----- Study material -----
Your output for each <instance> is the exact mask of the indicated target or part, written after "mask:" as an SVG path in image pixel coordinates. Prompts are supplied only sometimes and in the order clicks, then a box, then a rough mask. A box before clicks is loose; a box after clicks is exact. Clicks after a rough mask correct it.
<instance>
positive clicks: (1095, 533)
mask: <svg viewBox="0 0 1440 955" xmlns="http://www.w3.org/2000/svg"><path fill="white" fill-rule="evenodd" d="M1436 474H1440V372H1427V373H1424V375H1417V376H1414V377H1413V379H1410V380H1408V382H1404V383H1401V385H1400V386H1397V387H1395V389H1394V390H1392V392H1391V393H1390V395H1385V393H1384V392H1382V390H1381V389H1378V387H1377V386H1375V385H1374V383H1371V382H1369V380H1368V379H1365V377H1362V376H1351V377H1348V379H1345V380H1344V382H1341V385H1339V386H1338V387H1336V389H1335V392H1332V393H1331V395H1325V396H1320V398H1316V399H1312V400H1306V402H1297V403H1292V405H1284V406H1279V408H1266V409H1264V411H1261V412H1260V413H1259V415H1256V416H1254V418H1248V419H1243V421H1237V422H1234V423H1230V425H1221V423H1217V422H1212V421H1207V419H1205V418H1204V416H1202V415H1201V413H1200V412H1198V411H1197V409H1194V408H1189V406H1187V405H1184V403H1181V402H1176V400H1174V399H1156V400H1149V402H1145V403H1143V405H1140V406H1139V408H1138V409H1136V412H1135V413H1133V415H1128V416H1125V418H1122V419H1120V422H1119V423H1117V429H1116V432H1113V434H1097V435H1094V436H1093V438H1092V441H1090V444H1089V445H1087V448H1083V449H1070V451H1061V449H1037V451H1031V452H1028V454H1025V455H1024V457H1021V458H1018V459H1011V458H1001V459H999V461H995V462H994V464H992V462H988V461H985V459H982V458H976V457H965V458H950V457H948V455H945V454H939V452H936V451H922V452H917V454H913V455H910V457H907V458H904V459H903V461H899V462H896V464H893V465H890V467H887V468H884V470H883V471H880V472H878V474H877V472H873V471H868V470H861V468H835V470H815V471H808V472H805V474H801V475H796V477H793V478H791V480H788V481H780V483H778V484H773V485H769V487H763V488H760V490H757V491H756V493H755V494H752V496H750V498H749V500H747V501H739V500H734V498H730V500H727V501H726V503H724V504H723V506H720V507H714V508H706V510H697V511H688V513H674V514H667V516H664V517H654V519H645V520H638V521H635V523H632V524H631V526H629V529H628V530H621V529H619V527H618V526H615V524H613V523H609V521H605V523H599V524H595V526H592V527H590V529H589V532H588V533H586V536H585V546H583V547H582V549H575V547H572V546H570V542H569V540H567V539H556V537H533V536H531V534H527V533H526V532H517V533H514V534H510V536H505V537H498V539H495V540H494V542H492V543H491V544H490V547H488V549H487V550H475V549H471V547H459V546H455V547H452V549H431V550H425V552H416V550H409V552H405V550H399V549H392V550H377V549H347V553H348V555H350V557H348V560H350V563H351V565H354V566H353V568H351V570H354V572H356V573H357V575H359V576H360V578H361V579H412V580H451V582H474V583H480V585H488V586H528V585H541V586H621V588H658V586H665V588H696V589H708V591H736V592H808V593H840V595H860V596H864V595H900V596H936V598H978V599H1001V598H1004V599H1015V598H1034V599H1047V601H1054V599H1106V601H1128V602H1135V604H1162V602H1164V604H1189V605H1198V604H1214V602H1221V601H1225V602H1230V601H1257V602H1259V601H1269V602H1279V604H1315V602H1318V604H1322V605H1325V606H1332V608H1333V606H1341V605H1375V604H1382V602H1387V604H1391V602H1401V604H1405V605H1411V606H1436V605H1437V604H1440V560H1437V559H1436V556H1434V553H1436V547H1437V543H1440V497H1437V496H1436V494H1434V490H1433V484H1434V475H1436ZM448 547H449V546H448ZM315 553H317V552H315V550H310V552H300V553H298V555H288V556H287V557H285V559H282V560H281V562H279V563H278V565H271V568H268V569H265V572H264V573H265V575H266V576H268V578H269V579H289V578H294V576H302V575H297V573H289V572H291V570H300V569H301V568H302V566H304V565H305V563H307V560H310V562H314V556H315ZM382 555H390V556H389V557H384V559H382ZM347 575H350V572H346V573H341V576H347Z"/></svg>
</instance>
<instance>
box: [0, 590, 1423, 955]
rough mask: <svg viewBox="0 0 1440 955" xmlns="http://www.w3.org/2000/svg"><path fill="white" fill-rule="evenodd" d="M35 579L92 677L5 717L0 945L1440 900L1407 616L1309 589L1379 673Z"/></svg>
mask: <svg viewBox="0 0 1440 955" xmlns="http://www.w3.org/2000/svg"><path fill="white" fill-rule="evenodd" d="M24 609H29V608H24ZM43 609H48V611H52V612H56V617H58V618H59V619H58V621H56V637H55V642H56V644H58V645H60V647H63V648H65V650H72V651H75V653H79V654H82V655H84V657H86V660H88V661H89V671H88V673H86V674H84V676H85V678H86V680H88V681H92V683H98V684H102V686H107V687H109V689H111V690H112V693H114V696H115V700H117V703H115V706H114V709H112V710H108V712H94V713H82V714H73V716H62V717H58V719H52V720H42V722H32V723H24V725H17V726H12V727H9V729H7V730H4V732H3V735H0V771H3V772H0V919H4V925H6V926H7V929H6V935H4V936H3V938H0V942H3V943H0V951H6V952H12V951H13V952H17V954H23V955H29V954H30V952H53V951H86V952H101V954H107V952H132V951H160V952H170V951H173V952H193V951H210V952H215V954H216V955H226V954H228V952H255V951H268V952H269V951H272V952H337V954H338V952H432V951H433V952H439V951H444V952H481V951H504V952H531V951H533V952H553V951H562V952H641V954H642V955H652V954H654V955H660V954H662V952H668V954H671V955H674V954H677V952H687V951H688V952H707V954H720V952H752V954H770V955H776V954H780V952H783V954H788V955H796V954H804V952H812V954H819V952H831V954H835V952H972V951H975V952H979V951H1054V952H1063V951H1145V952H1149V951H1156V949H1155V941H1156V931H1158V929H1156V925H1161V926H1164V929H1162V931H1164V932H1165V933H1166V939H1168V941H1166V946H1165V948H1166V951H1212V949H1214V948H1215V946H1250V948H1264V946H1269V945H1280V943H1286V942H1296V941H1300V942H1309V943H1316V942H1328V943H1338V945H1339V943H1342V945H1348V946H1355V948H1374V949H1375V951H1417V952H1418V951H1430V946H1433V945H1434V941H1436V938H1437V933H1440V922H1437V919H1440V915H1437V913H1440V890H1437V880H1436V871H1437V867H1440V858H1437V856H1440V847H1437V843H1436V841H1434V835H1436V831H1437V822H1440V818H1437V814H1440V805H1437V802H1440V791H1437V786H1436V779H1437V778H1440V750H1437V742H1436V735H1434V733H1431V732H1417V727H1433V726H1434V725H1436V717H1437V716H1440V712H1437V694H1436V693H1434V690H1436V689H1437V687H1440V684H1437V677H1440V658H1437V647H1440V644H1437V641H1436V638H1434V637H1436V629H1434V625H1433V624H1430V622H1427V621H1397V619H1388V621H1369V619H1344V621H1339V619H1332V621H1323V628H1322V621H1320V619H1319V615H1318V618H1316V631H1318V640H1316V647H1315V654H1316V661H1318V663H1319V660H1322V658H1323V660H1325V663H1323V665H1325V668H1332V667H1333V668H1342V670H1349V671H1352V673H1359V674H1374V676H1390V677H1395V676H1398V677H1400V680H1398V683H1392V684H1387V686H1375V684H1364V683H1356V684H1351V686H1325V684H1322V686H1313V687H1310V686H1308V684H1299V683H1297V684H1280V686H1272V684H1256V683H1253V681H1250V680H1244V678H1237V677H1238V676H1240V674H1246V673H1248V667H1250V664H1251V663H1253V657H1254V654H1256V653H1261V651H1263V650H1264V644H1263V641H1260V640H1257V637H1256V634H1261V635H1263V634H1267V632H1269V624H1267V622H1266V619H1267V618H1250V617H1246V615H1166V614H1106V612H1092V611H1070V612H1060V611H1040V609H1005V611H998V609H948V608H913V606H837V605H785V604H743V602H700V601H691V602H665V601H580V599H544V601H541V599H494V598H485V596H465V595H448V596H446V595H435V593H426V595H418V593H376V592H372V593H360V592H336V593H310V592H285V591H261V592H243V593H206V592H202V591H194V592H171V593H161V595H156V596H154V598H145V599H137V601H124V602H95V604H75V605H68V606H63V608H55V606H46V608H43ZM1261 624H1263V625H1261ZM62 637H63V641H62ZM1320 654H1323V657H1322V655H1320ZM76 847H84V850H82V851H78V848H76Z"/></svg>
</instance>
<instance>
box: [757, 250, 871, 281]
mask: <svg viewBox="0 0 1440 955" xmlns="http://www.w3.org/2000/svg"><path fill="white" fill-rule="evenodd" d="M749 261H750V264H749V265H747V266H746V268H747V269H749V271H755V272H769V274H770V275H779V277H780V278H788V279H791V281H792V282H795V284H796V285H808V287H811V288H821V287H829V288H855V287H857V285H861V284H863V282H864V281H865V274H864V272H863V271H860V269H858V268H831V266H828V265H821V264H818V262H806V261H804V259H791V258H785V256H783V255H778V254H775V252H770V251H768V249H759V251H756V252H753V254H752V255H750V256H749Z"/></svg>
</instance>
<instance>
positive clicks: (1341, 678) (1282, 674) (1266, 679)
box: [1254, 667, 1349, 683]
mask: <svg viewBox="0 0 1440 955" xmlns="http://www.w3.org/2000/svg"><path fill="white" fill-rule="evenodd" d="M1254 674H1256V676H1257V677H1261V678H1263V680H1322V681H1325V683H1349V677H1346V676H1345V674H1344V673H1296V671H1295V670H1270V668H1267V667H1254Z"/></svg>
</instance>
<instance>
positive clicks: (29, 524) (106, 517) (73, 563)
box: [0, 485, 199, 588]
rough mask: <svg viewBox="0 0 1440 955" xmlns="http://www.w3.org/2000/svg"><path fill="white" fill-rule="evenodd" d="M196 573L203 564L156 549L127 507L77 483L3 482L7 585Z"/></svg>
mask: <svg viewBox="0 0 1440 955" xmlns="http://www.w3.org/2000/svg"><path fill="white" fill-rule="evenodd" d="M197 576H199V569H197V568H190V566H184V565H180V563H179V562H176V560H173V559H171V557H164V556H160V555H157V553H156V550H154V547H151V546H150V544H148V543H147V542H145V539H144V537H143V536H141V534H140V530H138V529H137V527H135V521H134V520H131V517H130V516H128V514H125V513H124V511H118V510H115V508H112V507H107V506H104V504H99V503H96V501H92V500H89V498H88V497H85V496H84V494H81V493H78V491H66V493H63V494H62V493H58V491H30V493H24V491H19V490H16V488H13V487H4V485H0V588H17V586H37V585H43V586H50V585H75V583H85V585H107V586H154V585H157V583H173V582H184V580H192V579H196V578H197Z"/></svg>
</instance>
-----
▶ _Exercise goal_:
Copy everything from the start of the data down to the line containing "positive clicks: (1095, 533)", both ends included, character for character.

▶ _Answer section_:
Your output for each <instance> is the exact mask of the indicated target or part, written after "mask:" as an SVG path in image pixel coordinates. Prompts are supplied only sometimes and in the order clicks, then a box, then a rough mask. A box before clicks is loose; a box after clicks is exact. Clicks after a rough mask correct it.
<instance>
positive clicks: (1095, 533)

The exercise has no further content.